**REQUIREMENT:** Pull out every line of the records that contains the word "grille", and copy each of those lines.

+++ LISTING +++

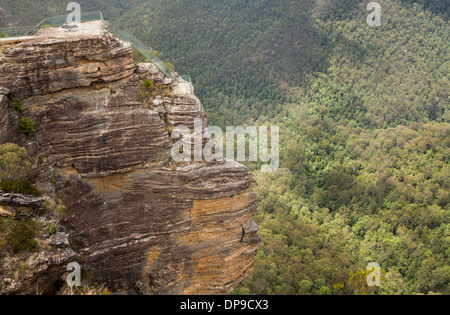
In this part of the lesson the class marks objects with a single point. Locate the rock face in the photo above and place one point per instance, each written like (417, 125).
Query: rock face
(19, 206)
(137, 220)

+++
+++ LISTING +++

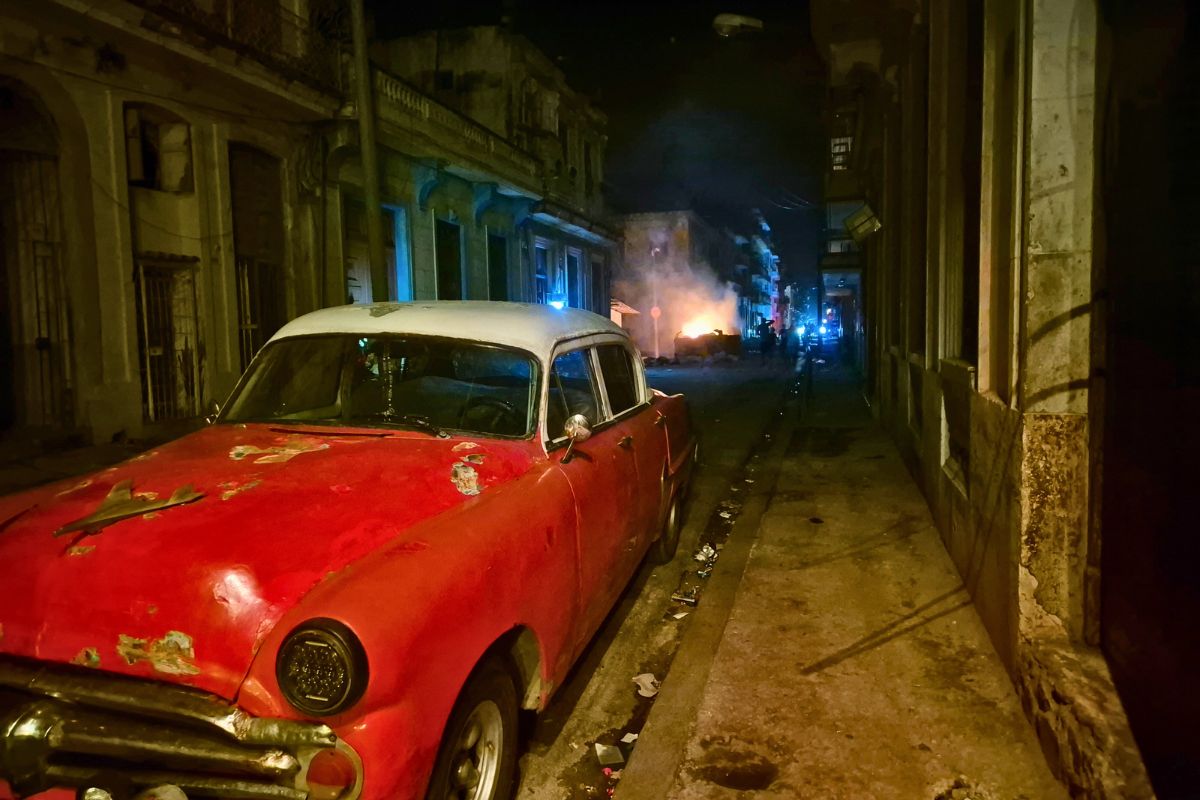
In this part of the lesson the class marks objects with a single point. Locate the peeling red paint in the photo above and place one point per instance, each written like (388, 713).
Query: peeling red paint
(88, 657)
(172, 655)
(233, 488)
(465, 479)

+++
+++ LISTING +++

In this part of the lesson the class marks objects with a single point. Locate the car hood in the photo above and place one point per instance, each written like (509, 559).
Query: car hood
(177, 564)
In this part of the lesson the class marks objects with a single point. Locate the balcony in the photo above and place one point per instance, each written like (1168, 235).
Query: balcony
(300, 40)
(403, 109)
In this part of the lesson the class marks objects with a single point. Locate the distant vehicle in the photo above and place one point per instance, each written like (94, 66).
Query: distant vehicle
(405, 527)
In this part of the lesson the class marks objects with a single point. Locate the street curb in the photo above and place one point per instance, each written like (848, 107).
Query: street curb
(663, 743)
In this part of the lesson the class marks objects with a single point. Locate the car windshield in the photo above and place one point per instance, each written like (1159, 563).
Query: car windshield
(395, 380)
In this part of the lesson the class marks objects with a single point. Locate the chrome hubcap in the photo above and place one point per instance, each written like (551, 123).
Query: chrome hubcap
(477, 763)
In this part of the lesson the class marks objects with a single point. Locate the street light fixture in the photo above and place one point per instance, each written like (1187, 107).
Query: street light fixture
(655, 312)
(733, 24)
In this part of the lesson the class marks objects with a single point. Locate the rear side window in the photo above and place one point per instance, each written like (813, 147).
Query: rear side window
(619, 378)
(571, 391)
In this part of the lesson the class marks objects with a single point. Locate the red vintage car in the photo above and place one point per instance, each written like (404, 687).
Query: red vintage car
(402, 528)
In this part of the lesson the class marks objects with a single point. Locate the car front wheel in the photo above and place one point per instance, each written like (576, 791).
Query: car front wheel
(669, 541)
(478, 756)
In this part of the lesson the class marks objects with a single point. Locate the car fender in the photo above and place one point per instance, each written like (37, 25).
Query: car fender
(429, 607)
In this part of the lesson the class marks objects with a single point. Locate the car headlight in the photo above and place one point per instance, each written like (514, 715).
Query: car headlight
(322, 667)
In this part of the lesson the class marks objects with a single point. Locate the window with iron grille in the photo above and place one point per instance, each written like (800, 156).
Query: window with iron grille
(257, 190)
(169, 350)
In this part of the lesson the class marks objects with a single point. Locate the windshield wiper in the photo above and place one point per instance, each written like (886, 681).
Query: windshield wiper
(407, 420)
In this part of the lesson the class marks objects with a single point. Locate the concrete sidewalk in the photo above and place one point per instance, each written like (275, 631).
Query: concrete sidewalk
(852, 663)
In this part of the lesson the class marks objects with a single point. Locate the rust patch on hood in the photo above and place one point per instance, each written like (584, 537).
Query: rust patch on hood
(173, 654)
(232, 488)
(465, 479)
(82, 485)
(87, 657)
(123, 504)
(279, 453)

+++

**TASK RESPONSE:**
In this part of the lesson the class marks objects with a single point. Locate the window with iron grille in the photo above and place one point per instance, each written like (800, 156).
Query: window with iron grille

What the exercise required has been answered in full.